┌─ Recorded data

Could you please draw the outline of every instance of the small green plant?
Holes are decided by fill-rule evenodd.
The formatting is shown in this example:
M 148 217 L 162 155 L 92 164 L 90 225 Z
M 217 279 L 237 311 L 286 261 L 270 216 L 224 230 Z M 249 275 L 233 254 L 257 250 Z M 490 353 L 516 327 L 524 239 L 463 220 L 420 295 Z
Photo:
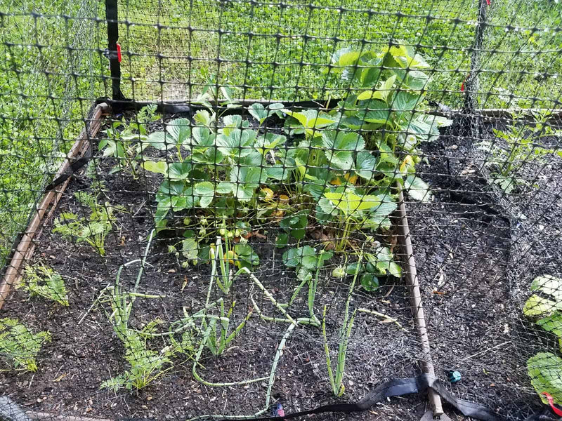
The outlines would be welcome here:
M 317 253 L 316 249 L 310 246 L 304 246 L 296 248 L 289 248 L 283 253 L 283 263 L 289 267 L 294 267 L 296 278 L 301 283 L 296 286 L 289 303 L 290 307 L 296 299 L 301 290 L 305 285 L 308 285 L 308 313 L 311 316 L 311 324 L 320 326 L 320 321 L 314 312 L 314 300 L 318 287 L 318 276 L 320 269 L 324 266 L 326 260 L 330 259 L 333 253 L 331 251 L 320 250 Z
M 117 160 L 117 164 L 110 171 L 110 174 L 129 170 L 134 178 L 138 178 L 138 163 L 143 152 L 148 146 L 146 142 L 148 125 L 159 118 L 156 115 L 156 105 L 147 105 L 137 113 L 134 121 L 128 123 L 123 117 L 121 121 L 114 122 L 111 128 L 105 131 L 107 137 L 100 140 L 98 147 L 103 149 L 104 157 L 113 156 Z M 119 131 L 118 129 L 122 128 Z
M 233 302 L 228 312 L 225 312 L 224 301 L 222 298 L 217 300 L 217 304 L 219 308 L 218 316 L 207 314 L 203 318 L 199 329 L 202 336 L 201 343 L 204 344 L 205 347 L 215 356 L 221 355 L 226 350 L 251 315 L 251 312 L 249 312 L 244 320 L 230 332 L 228 328 L 236 302 Z
M 47 342 L 51 342 L 48 332 L 32 333 L 15 319 L 0 319 L 0 356 L 13 370 L 37 371 L 35 359 Z
M 562 279 L 551 275 L 535 278 L 531 283 L 531 295 L 523 306 L 523 312 L 535 319 L 537 326 L 554 334 L 562 349 Z M 547 392 L 554 402 L 562 404 L 562 359 L 551 352 L 539 352 L 527 361 L 527 371 L 531 384 L 541 400 Z
M 159 352 L 148 349 L 147 337 L 153 332 L 157 321 L 148 323 L 140 331 L 131 329 L 129 326 L 133 305 L 136 298 L 160 298 L 158 295 L 139 294 L 134 292 L 142 275 L 142 267 L 139 270 L 137 283 L 133 292 L 127 293 L 122 290 L 119 285 L 119 277 L 123 268 L 126 265 L 138 261 L 130 262 L 121 266 L 117 272 L 115 285 L 107 287 L 100 295 L 100 298 L 105 292 L 109 292 L 108 300 L 111 307 L 111 313 L 107 313 L 107 316 L 117 338 L 122 342 L 125 348 L 125 360 L 131 366 L 131 368 L 124 373 L 103 382 L 100 386 L 100 388 L 117 391 L 123 387 L 128 390 L 145 387 L 164 375 L 168 370 L 164 368 L 164 366 L 171 363 L 170 357 L 177 350 L 176 347 L 170 345 L 164 347 Z M 143 265 L 144 264 L 145 262 L 143 262 Z M 103 301 L 100 300 L 100 298 L 98 300 Z
M 373 240 L 371 239 L 371 241 Z M 379 278 L 387 276 L 400 278 L 402 275 L 402 269 L 394 261 L 394 254 L 388 247 L 379 246 L 373 253 L 364 253 L 363 256 L 367 260 L 365 263 L 351 263 L 341 268 L 341 271 L 335 274 L 339 275 L 336 277 L 358 274 L 360 275 L 361 286 L 371 292 L 379 288 Z
M 359 256 L 359 261 L 358 265 L 361 264 L 362 255 Z M 324 306 L 324 313 L 322 318 L 322 335 L 324 338 L 324 352 L 326 354 L 326 366 L 328 368 L 328 378 L 329 379 L 329 384 L 332 386 L 332 392 L 336 396 L 341 396 L 346 391 L 346 387 L 344 386 L 344 375 L 346 372 L 346 359 L 347 358 L 347 347 L 349 344 L 349 337 L 351 335 L 351 328 L 353 327 L 353 321 L 355 321 L 355 313 L 357 310 L 353 312 L 351 318 L 349 318 L 349 302 L 351 300 L 351 293 L 353 292 L 355 288 L 355 281 L 357 276 L 359 274 L 358 266 L 355 267 L 355 276 L 353 281 L 349 286 L 349 291 L 347 295 L 347 300 L 346 300 L 346 307 L 344 312 L 344 323 L 339 330 L 339 337 L 338 340 L 338 361 L 336 364 L 336 373 L 332 368 L 332 359 L 329 356 L 329 347 L 328 346 L 328 340 L 326 335 L 326 312 L 327 306 Z
M 346 248 L 351 233 L 357 229 L 390 228 L 388 215 L 396 209 L 390 195 L 365 194 L 354 187 L 339 187 L 322 196 L 318 201 L 316 215 L 324 223 L 337 223 L 341 239 L 336 244 L 336 251 Z
M 27 266 L 24 281 L 18 288 L 29 292 L 30 297 L 44 297 L 65 307 L 70 305 L 63 276 L 51 267 Z
M 220 236 L 216 238 L 214 246 L 209 249 L 209 258 L 211 261 L 218 260 L 221 274 L 217 274 L 216 265 L 212 265 L 211 276 L 216 277 L 218 288 L 228 295 L 235 278 L 230 265 L 235 265 L 239 269 L 247 267 L 251 270 L 254 266 L 259 265 L 259 257 L 248 243 L 237 243 L 231 248 L 228 236 L 225 236 L 224 248 Z
M 258 136 L 240 116 L 226 116 L 223 121 L 225 127 L 214 133 L 207 126 L 192 129 L 188 120 L 180 119 L 167 125 L 167 132 L 149 136 L 149 144 L 157 149 L 177 149 L 178 162 L 143 163 L 145 170 L 164 176 L 156 196 L 159 229 L 166 227 L 171 210 L 200 208 L 218 218 L 232 218 L 237 210 L 247 213 L 258 207 L 255 193 L 261 185 L 288 175 L 280 163 L 270 163 L 271 157 L 266 157 L 272 147 L 267 136 Z M 285 141 L 285 136 L 277 136 L 279 145 Z M 190 154 L 183 158 L 183 149 Z
M 540 145 L 542 138 L 558 135 L 547 123 L 547 114 L 537 114 L 534 127 L 518 126 L 518 119 L 514 115 L 512 123 L 507 131 L 493 129 L 496 139 L 484 140 L 478 144 L 478 149 L 487 153 L 485 165 L 493 168 L 488 181 L 499 187 L 504 193 L 513 192 L 519 186 L 528 185 L 528 180 L 521 176 L 526 163 L 544 161 L 545 156 L 556 153 L 562 156 L 562 151 L 545 148 Z
M 286 247 L 289 237 L 301 240 L 306 234 L 310 212 L 305 209 L 290 215 L 279 221 L 279 226 L 285 232 L 280 234 L 275 240 L 275 246 L 280 248 Z
M 83 192 L 75 194 L 80 202 L 90 208 L 88 218 L 79 218 L 70 212 L 62 212 L 55 219 L 53 232 L 60 234 L 64 238 L 74 240 L 77 243 L 87 243 L 100 256 L 105 255 L 105 237 L 111 232 L 115 223 L 114 214 L 122 210 L 121 207 L 112 206 L 109 202 L 101 205 L 98 196 Z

└─

Problem statement: Copy all of the material above line for line, without changing anything. Leave the picture out of your copy.

Answer for the task:
Could you please draw the outline of every instance of the small green plant?
Holes are decided by fill-rule evenodd.
The formatting is shown in this example:
M 148 217 L 162 155 L 92 164 L 90 225 Z
M 217 279 L 237 311 L 286 261 L 270 216 L 224 230 Z M 249 275 L 233 254 L 257 250 Z M 490 353 L 516 327 L 524 239 L 463 220 L 420 295 Z
Photo:
The outlines would be welcome here:
M 317 253 L 316 249 L 310 246 L 304 246 L 296 248 L 289 248 L 283 253 L 283 263 L 289 267 L 294 267 L 296 278 L 301 283 L 296 286 L 289 303 L 290 307 L 296 299 L 301 290 L 305 285 L 308 285 L 308 313 L 311 316 L 311 324 L 320 326 L 320 321 L 314 312 L 314 300 L 318 287 L 318 276 L 320 269 L 324 266 L 326 260 L 330 259 L 333 253 L 331 251 L 320 250 Z
M 117 160 L 117 164 L 110 171 L 110 174 L 129 170 L 134 178 L 138 178 L 138 163 L 143 152 L 148 146 L 146 142 L 148 125 L 159 118 L 156 115 L 156 105 L 147 105 L 137 113 L 134 121 L 128 123 L 123 117 L 121 121 L 114 122 L 111 128 L 105 131 L 107 137 L 100 140 L 98 147 L 103 149 L 104 157 L 113 156 Z M 119 131 L 118 129 L 122 128 Z
M 233 302 L 228 312 L 225 312 L 224 301 L 222 298 L 217 300 L 217 304 L 219 308 L 218 316 L 207 314 L 203 318 L 199 329 L 202 336 L 201 343 L 204 344 L 205 347 L 215 356 L 221 355 L 226 350 L 251 315 L 251 312 L 249 312 L 244 320 L 230 332 L 228 328 L 236 302 Z
M 47 342 L 51 342 L 48 332 L 32 333 L 15 319 L 0 319 L 0 356 L 13 370 L 37 371 L 35 359 Z
M 562 279 L 551 275 L 535 278 L 531 283 L 531 295 L 523 306 L 523 312 L 535 319 L 537 326 L 554 334 L 562 349 Z M 547 392 L 554 402 L 562 404 L 562 359 L 551 352 L 539 352 L 527 361 L 527 371 L 531 384 L 541 400 Z
M 159 352 L 148 349 L 147 337 L 153 332 L 157 321 L 148 323 L 140 331 L 131 329 L 129 326 L 133 305 L 136 298 L 160 298 L 158 295 L 139 294 L 134 292 L 142 275 L 142 267 L 139 270 L 137 283 L 133 292 L 127 293 L 122 290 L 119 285 L 119 277 L 123 268 L 126 265 L 138 261 L 130 262 L 121 266 L 117 272 L 115 285 L 107 287 L 100 295 L 100 298 L 105 292 L 109 292 L 108 300 L 111 307 L 111 313 L 107 313 L 107 316 L 117 338 L 122 342 L 125 348 L 125 360 L 131 366 L 131 368 L 124 373 L 103 382 L 100 386 L 100 388 L 117 391 L 123 387 L 128 390 L 145 387 L 164 375 L 168 370 L 164 368 L 164 366 L 171 363 L 170 357 L 177 350 L 176 347 L 170 345 L 164 347 Z M 143 265 L 144 264 L 145 262 L 143 262 Z M 103 301 L 100 300 L 100 298 L 98 300 Z
M 373 240 L 371 239 L 371 241 Z M 379 278 L 387 276 L 400 278 L 402 275 L 402 269 L 394 261 L 394 254 L 388 247 L 379 246 L 373 253 L 364 253 L 363 256 L 367 260 L 365 263 L 351 263 L 341 268 L 341 271 L 335 274 L 339 275 L 336 277 L 358 274 L 360 275 L 361 286 L 371 292 L 379 288 Z
M 359 256 L 359 261 L 358 265 L 361 264 L 362 255 Z M 324 306 L 324 313 L 322 318 L 322 335 L 324 338 L 324 352 L 326 354 L 326 366 L 328 368 L 328 378 L 329 379 L 329 384 L 332 386 L 332 392 L 336 396 L 341 396 L 346 391 L 346 387 L 344 386 L 344 375 L 346 372 L 346 359 L 347 358 L 347 347 L 349 344 L 349 337 L 351 335 L 351 328 L 353 327 L 353 321 L 355 321 L 355 313 L 357 310 L 353 312 L 351 318 L 349 318 L 349 302 L 351 300 L 351 293 L 353 292 L 355 288 L 355 281 L 357 276 L 359 274 L 358 266 L 355 267 L 355 276 L 353 281 L 349 286 L 349 291 L 347 295 L 347 300 L 346 300 L 346 307 L 344 312 L 344 323 L 339 330 L 339 337 L 338 340 L 338 361 L 336 364 L 336 373 L 332 368 L 332 359 L 329 356 L 329 347 L 328 346 L 328 340 L 326 335 L 326 312 L 327 306 Z
M 346 248 L 351 233 L 357 229 L 390 228 L 388 215 L 396 209 L 390 195 L 365 194 L 354 187 L 339 187 L 322 196 L 318 201 L 316 215 L 324 223 L 337 223 L 341 239 L 336 244 L 336 251 Z
M 27 266 L 24 281 L 18 288 L 29 292 L 30 297 L 44 297 L 65 307 L 70 305 L 63 276 L 51 267 Z
M 220 236 L 216 238 L 214 246 L 209 249 L 209 258 L 211 261 L 218 260 L 221 274 L 217 274 L 216 265 L 212 265 L 211 276 L 216 277 L 218 288 L 228 295 L 235 278 L 230 265 L 235 265 L 239 269 L 247 267 L 251 270 L 254 266 L 259 265 L 259 257 L 248 243 L 237 243 L 231 248 L 228 236 L 225 236 L 224 248 Z
M 258 136 L 240 116 L 226 116 L 223 121 L 225 127 L 214 133 L 207 126 L 192 129 L 188 120 L 180 119 L 167 125 L 167 132 L 149 136 L 149 144 L 157 149 L 177 149 L 178 162 L 143 163 L 145 170 L 164 176 L 156 196 L 159 229 L 166 227 L 171 210 L 200 208 L 218 218 L 232 218 L 237 210 L 247 213 L 258 207 L 255 193 L 261 185 L 288 175 L 280 163 L 270 163 L 271 157 L 266 157 L 272 147 L 267 136 Z M 285 141 L 285 136 L 277 136 L 279 145 Z M 190 154 L 183 158 L 183 149 Z
M 540 145 L 542 138 L 558 135 L 547 123 L 547 114 L 537 114 L 534 127 L 518 126 L 518 119 L 514 115 L 512 123 L 507 131 L 493 129 L 496 139 L 484 140 L 478 144 L 478 149 L 487 153 L 485 165 L 493 168 L 488 181 L 499 187 L 504 193 L 513 192 L 519 186 L 528 185 L 528 180 L 521 176 L 526 163 L 544 161 L 545 156 L 556 153 L 562 156 L 562 151 L 545 148 Z
M 286 247 L 289 237 L 301 240 L 306 234 L 310 212 L 305 209 L 290 215 L 279 221 L 279 226 L 285 232 L 280 234 L 275 240 L 275 246 L 280 248 Z
M 83 192 L 75 194 L 80 202 L 90 208 L 88 218 L 79 218 L 70 212 L 62 212 L 55 219 L 53 232 L 60 234 L 64 238 L 74 240 L 77 243 L 87 243 L 100 256 L 105 255 L 105 237 L 111 232 L 115 223 L 114 214 L 122 210 L 121 207 L 112 206 L 109 202 L 101 205 L 98 196 Z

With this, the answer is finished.